## Your goal
Write out exactly the lines running from the one with "Identify one point on each instance of the green" to the last line of the entries, keeping both the first and the last.

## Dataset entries

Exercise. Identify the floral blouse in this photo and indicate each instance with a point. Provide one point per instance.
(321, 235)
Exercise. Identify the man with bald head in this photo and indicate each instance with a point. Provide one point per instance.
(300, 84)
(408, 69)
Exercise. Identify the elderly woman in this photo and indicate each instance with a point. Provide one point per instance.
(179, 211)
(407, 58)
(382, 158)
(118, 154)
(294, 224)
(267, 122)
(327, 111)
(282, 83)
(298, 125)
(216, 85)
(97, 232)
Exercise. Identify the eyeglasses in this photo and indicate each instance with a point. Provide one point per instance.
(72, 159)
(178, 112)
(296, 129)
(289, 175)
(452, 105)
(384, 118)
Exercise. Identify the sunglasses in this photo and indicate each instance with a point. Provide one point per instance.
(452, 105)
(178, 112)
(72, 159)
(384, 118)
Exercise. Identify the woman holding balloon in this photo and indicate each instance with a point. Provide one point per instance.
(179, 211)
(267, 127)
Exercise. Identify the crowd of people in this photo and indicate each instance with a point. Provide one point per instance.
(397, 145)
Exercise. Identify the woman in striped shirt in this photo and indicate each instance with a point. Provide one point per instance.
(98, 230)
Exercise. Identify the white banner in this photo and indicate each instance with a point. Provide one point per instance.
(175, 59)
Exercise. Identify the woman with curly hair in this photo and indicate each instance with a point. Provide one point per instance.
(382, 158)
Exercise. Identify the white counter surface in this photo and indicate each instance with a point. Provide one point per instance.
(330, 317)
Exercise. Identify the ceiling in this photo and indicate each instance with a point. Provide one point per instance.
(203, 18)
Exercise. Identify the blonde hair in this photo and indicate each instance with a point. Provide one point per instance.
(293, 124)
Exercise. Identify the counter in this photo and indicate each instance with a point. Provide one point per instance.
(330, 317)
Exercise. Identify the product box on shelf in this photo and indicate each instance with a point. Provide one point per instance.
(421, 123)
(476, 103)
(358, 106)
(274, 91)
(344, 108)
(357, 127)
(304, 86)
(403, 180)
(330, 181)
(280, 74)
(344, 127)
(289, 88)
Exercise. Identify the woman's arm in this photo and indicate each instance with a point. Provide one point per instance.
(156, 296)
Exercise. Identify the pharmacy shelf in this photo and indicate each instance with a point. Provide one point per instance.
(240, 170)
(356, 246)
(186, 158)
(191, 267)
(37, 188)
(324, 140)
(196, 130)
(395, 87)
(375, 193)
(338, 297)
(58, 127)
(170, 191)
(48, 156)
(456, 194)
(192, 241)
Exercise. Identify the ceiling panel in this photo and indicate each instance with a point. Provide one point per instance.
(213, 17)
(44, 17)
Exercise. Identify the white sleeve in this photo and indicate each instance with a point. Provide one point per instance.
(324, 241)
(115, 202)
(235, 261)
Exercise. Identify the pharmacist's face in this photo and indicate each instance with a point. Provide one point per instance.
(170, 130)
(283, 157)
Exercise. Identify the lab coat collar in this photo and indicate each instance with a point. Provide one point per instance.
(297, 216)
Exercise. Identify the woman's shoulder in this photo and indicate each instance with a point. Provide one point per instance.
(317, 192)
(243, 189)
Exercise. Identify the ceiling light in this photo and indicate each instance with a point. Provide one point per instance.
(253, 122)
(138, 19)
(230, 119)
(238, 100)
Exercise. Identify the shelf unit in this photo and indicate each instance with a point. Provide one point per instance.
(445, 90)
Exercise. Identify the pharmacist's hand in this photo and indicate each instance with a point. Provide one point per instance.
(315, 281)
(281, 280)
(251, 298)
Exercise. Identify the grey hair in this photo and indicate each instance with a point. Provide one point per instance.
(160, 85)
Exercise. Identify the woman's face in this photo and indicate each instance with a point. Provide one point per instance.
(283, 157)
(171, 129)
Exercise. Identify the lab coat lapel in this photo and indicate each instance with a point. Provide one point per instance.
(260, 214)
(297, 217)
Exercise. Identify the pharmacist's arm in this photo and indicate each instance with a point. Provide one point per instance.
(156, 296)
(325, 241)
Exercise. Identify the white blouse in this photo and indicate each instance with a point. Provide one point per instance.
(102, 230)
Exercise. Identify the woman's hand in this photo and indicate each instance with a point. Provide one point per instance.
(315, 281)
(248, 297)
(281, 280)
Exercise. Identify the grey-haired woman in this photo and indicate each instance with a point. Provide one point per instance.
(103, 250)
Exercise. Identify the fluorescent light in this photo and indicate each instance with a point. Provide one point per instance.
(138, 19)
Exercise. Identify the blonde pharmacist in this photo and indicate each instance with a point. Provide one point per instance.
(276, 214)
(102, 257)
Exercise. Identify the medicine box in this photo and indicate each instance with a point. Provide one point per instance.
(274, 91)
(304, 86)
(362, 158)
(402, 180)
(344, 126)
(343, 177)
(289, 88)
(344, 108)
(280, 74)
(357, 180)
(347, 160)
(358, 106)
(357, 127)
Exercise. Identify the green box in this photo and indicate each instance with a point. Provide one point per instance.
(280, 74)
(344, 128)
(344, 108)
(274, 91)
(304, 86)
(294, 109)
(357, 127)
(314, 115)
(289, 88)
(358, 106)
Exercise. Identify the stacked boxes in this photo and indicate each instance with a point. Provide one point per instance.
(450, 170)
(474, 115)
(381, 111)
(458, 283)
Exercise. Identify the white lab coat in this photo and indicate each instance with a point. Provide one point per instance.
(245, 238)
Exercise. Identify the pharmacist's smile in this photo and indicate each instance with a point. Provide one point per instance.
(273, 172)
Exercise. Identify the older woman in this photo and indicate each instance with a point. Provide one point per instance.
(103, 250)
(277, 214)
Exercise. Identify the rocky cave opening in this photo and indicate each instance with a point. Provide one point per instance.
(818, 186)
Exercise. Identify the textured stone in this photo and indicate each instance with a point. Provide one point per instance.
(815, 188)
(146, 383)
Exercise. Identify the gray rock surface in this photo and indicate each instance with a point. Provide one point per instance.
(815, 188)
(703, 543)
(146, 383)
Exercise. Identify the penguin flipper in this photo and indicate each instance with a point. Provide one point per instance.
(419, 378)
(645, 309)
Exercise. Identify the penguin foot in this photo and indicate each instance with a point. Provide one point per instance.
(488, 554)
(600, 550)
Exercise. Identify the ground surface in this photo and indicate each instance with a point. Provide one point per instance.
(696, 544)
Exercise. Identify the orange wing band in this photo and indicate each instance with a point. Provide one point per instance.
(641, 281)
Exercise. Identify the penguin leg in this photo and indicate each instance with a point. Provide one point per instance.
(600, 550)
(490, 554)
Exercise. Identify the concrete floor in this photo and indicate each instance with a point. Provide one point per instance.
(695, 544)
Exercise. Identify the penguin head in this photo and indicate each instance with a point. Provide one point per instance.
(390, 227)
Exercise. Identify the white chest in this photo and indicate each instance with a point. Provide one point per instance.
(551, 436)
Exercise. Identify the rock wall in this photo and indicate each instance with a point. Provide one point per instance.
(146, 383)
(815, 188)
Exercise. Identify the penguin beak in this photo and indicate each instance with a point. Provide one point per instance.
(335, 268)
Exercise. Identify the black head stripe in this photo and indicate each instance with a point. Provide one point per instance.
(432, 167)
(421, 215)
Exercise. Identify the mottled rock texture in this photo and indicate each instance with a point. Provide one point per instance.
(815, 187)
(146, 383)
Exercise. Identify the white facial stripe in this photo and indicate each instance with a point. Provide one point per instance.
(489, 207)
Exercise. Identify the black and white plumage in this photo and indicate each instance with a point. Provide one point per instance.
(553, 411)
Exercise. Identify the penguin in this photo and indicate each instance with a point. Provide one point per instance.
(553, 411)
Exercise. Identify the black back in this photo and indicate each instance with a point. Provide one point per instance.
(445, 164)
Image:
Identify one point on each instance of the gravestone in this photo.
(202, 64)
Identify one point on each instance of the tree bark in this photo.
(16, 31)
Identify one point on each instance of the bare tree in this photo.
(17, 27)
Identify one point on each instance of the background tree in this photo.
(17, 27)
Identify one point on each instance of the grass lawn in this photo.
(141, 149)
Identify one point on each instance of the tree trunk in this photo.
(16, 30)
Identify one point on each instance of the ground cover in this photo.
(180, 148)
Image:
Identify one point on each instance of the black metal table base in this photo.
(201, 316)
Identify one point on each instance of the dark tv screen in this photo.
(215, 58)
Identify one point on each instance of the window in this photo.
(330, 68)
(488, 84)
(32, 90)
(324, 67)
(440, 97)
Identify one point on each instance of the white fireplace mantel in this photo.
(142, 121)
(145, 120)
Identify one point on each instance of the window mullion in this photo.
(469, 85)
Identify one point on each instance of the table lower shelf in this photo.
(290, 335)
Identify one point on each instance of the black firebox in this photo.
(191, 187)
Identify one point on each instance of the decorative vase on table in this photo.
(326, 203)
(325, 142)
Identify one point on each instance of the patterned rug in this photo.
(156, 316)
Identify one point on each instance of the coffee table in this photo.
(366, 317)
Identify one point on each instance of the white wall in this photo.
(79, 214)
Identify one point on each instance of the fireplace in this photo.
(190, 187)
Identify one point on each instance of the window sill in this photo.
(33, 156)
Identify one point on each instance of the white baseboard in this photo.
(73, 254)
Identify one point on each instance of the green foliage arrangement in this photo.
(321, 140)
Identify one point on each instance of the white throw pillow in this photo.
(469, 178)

## Completed task
Identify one point on each instance of the green foliage arrangement in this photo.
(321, 140)
Identify one point on each instance of the white throw pillow in this photo.
(469, 178)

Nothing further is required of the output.